■ **TASK DESCRIPTION**
Count the lines in the material below that contain the string "water", and reply with the number alone.

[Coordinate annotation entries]
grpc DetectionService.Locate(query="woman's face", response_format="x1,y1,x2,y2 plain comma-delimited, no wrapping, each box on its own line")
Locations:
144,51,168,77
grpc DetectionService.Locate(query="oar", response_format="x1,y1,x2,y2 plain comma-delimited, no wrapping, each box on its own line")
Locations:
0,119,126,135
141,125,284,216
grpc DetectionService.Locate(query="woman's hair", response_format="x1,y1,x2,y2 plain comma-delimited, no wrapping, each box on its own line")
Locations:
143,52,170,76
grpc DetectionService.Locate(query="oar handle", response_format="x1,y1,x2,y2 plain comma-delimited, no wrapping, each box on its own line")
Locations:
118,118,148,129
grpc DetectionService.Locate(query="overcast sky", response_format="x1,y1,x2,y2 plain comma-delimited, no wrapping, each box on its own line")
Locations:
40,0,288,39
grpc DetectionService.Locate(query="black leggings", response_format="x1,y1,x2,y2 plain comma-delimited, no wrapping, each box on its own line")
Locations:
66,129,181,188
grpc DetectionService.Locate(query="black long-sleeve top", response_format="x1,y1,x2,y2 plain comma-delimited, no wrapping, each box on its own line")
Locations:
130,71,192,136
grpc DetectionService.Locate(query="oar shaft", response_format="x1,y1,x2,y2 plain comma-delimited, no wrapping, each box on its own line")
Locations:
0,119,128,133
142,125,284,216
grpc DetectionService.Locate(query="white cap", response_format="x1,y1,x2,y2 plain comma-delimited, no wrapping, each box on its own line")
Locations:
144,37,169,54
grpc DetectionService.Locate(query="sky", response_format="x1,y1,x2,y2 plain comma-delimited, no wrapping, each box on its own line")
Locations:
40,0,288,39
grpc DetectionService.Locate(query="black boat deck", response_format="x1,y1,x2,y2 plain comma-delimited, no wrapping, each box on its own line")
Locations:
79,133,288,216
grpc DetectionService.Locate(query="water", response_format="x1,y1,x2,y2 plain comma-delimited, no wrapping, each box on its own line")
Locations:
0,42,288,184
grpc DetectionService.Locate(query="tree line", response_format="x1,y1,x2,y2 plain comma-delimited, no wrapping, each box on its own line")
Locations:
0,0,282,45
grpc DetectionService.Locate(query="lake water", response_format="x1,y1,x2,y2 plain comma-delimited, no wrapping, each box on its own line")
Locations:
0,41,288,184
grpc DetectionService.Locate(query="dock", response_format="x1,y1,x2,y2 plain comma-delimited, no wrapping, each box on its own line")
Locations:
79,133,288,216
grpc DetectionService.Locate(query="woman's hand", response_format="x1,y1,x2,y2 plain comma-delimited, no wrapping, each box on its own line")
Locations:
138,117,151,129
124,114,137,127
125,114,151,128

==

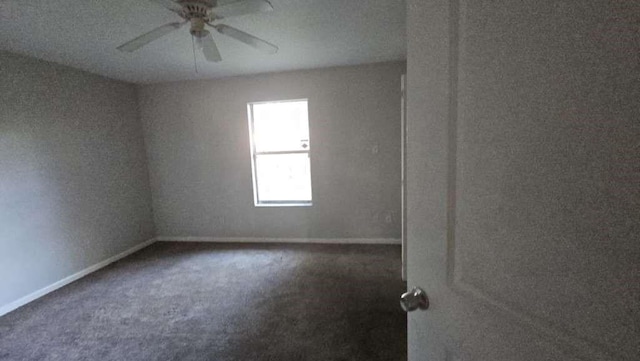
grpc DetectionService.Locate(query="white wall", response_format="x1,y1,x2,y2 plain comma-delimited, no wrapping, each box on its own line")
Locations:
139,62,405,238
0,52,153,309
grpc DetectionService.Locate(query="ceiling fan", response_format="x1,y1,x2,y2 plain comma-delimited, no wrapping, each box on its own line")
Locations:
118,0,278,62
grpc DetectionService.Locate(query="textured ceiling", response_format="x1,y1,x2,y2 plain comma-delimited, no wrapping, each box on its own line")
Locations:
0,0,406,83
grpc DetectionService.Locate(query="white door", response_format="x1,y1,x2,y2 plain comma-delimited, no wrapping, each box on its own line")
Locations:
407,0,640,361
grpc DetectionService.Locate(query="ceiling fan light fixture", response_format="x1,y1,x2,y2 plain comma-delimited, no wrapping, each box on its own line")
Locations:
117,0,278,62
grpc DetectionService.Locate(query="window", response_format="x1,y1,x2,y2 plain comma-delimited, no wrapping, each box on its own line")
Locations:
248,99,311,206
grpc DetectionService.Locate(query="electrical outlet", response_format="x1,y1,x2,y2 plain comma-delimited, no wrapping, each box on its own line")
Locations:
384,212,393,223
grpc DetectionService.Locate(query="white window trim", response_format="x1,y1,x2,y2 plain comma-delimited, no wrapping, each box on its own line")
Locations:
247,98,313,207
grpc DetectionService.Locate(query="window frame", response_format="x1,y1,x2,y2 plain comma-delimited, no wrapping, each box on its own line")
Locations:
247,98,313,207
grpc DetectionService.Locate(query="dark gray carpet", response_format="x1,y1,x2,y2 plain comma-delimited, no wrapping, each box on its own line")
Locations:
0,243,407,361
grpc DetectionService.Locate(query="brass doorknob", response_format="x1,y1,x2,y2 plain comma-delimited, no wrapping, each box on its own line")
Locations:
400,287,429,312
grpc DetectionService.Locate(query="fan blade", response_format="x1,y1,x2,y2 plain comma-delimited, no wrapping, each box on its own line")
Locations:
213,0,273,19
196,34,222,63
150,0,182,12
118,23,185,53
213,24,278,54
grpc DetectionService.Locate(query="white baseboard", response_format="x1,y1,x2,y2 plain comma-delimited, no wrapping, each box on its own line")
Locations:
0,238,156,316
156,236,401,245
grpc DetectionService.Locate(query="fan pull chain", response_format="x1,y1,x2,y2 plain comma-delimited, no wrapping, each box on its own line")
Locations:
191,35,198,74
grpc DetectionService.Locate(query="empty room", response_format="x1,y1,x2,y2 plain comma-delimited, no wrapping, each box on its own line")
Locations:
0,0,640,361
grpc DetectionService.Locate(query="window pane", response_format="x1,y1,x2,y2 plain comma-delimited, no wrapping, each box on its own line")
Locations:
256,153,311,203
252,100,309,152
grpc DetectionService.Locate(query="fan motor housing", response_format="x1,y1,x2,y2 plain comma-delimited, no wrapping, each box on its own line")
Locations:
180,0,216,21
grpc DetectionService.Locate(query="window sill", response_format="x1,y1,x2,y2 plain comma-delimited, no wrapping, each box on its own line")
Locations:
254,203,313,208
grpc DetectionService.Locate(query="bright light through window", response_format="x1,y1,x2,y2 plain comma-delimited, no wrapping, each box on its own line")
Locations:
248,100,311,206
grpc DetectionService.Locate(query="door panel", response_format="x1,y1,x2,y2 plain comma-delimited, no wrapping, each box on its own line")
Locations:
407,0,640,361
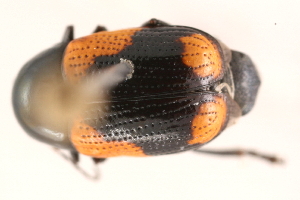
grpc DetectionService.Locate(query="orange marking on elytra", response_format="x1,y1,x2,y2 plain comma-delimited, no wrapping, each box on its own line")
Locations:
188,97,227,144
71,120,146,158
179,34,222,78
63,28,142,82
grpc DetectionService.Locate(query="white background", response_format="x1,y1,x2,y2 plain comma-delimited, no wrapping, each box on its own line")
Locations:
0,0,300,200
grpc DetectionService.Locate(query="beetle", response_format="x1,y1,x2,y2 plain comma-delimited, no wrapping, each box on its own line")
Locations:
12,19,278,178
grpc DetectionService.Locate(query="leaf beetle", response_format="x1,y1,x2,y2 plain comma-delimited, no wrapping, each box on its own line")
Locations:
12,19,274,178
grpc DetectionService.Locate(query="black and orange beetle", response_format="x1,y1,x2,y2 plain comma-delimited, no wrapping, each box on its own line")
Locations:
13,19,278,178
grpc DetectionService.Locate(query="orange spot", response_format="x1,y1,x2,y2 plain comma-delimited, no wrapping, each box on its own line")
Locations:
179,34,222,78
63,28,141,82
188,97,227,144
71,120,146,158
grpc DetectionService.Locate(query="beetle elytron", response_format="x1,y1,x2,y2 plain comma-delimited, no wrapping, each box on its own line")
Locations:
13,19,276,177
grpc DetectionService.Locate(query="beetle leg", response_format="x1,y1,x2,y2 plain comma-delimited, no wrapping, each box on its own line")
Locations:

■ **TASK RESULT**
2